Material for the task section start
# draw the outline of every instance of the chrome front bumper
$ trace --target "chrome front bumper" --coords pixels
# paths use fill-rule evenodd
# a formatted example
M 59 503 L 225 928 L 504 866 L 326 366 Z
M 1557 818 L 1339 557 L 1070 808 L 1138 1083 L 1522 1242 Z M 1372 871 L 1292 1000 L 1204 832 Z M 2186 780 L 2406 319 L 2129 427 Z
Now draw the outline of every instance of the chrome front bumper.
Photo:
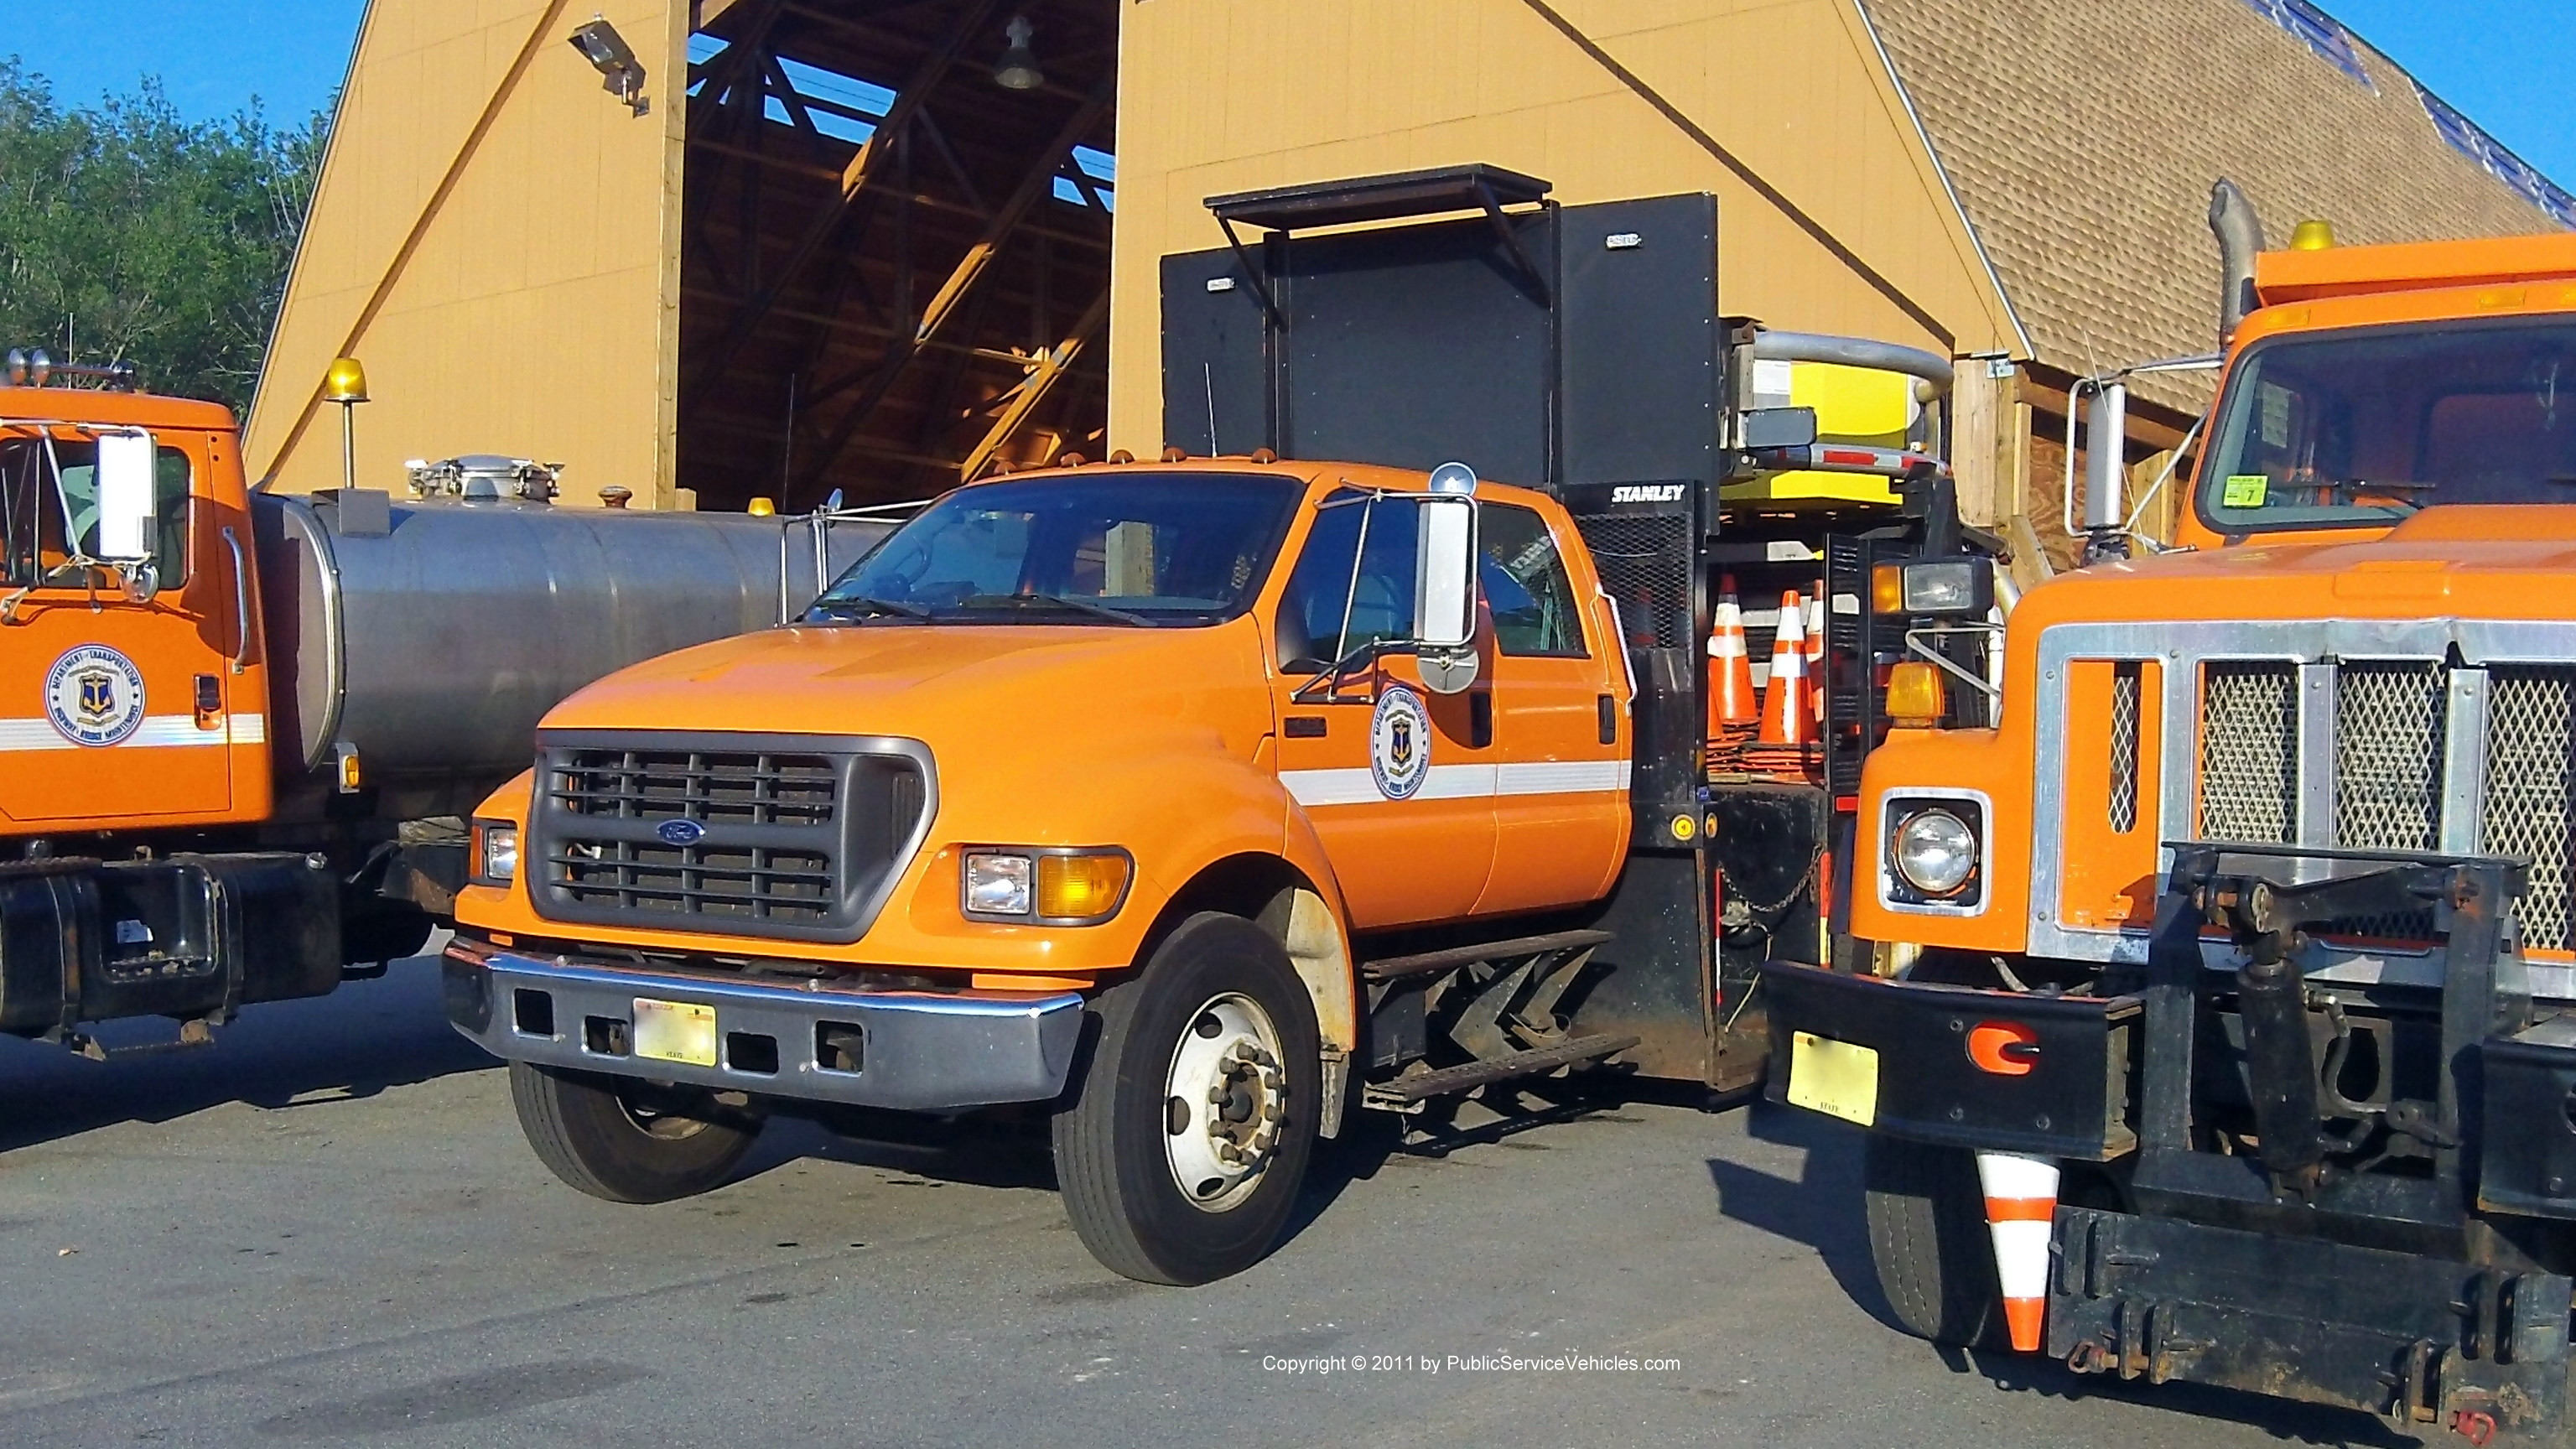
Material for the task section end
Your task is to retype the records above in full and exactly, omitting the pictures.

# draw the outline of every instance of the chrome front bumper
$ trace --target "chrome front bumper" --coords pixels
# paths use fill-rule evenodd
# a formatted example
M 59 503 L 225 928 L 504 866 L 326 366 Z
M 1557 818 L 1339 557 L 1070 808 L 1138 1083 L 1522 1242 Z M 1372 871 L 1292 1000 L 1204 832 Z M 2186 780 L 2406 319 L 2129 427 Z
Now draw the outline of every instance of the chrome front bumper.
Photo:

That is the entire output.